§ Set problem
Count the lines below that contain the string "boot", matching case exactly. Reply with the number only.

§ Extracted data
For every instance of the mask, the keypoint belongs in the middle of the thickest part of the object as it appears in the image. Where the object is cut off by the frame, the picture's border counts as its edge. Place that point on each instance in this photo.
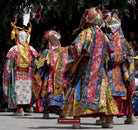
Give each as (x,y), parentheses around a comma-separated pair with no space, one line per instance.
(22,36)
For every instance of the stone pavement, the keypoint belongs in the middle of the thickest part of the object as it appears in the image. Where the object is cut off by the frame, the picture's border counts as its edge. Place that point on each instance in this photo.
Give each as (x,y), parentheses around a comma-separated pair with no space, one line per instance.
(34,121)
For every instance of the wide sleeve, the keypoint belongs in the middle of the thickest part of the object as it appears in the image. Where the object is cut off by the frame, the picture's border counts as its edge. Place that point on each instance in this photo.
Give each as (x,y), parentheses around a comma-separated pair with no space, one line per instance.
(81,43)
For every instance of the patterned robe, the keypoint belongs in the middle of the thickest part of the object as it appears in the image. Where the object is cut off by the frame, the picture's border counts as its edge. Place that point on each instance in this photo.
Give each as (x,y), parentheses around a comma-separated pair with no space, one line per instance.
(121,72)
(22,76)
(89,92)
(49,82)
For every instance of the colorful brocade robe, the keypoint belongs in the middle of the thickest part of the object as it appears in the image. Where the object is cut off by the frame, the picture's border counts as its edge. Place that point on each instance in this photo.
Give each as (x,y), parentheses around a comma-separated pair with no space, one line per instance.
(89,92)
(121,75)
(49,81)
(22,77)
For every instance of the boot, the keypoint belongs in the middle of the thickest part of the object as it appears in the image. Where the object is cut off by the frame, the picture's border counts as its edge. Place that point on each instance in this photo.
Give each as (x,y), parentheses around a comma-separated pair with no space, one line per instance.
(100,121)
(108,123)
(46,115)
(130,119)
(76,126)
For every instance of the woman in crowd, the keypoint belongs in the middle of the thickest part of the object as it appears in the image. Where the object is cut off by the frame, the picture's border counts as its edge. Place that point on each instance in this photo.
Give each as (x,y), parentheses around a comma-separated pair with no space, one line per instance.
(89,93)
(17,78)
(49,83)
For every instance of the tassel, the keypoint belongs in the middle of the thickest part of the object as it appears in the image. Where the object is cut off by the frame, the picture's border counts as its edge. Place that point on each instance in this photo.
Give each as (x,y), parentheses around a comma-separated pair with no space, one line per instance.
(13,34)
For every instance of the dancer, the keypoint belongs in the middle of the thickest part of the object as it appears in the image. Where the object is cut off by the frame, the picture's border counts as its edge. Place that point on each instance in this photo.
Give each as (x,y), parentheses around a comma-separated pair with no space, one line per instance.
(89,93)
(120,67)
(50,84)
(17,77)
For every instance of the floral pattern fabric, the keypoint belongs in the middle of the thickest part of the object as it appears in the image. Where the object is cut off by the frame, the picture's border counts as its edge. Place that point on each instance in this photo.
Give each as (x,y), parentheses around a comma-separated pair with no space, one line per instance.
(49,81)
(90,51)
(22,77)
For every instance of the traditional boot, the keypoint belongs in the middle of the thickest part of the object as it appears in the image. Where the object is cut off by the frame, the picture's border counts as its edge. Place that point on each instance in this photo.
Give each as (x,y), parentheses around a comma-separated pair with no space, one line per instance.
(100,121)
(46,115)
(108,123)
(130,119)
(19,112)
(76,125)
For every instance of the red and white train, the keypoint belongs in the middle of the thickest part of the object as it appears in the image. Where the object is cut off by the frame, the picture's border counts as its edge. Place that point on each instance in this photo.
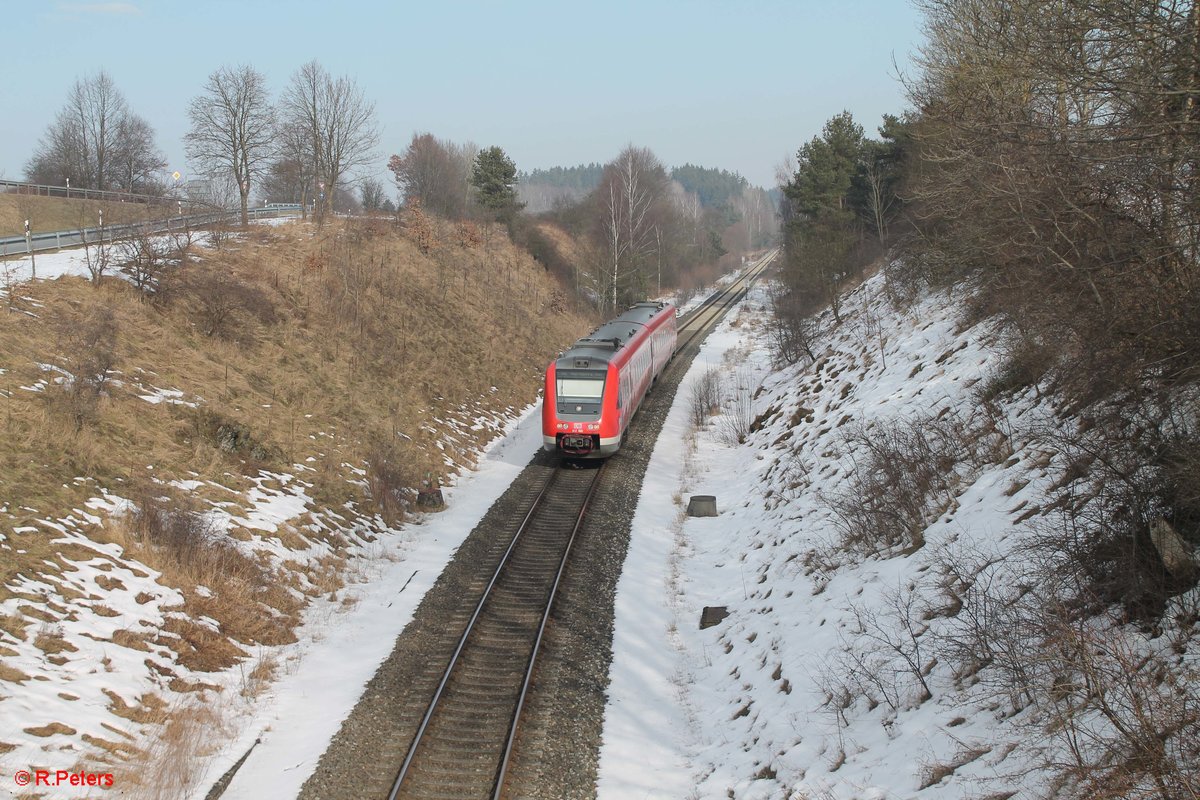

§ Answer
2